Kutipan yang Disediakan:
::::::::::
Daerah-daerah terpencil di Indonesia membutuhkan banyak dai yang bisa memberikan bimbingan agama kepada masyarakat. Meskipun demikian banyak tantangan yang harus dihadapi oleh para dai.
Tak heran, hanya sedikit diantara mereka yang berani terjun ke lokasi-lokasi yang sebenarnya membutuhkan bimbingan agama lebih banyak. Dai-dai masa kini, lebih suka menggarap masyarakat yang sudah mapan dan menyediakan berbagai fasilitas yang memadai untuk menjalani kehidupan.<>
“Ini bedanya dengan para dai di zaman dahulu. Mereka malah mencari tantangan baru di daerah-daerah yang belum dikenal,” tutur Dr Ainur Rofiq dari Lembaga Dakwah Nahdlatul Ulama (LDNU) dalam dialog dengan Mahasiswa Fakultas Dakwah Universitas Islam Negeri Syarif Hidayatullah Jakarta di Kantor PBNU, Rabu (7/5).
Karena sulitnya mencari kader yang mau menjalankan dakwah di daerah terpencil, LDNU membikin program dengan mendidik anak-anak dari daerah terpencil untuk belajar agama di berbagai pesantren. Setelah mereka memiliki pengetahuan agama yang matang, mereka menjalankan misi dakwah di daerahnya masing-masing.
::::::::::
Informasi yang Diberikan:

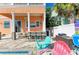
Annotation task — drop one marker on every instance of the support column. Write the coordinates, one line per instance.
(13, 27)
(28, 22)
::::::::::
Ketentuan Tugas:
Lanjutkan tulisan tentang dai di daerah terpencil, dimulai tepat setelah kalimat terakhirnya.

Jawaban Tugas:
Dakwah yang dikembangkan LDNU, menurutnya adalah dakwah untuk mengembangkan Islam ala NU yang rahmatan lil alamiin dengan tidak menonjolkan radikalisme sehingga masyarakat mau menjalankan syariat Islam dengan sukarela.
Beberapa upaya pengembangan dakwah yang dilakuan adalah pelatihan dai di PBNU yang secara rutin digelar setiap tahunnya, pelatihan dakwah di wilayah-wilayah sampai pelatihan dakwah di daerah pesisir.
“Kita memberikan pelatihan strategi berdakwah, analisis masalah, problem solving dan materi lainnya yang bermanfaat dalam menjalankan dakwah,” tandasnya.
Rofik juga menjelaskan sejumlah buku sudah dicetak oleh LDNU yang bisa digunakan sebagai materi dalam menjalankan dakwah. Setiap minggunya, juga diterbitkan bulletin Jum’at sebagai yang disebarkan di masjid-masjid di Jakarta.
Sementara itu, Ketua LDNU KH Nuril Huda menjelaskan agar dalam berdakwah dihindari perdebatan masalah khilafiyah yang bisa mendorong pertentangan diantara umat Islam sendiri.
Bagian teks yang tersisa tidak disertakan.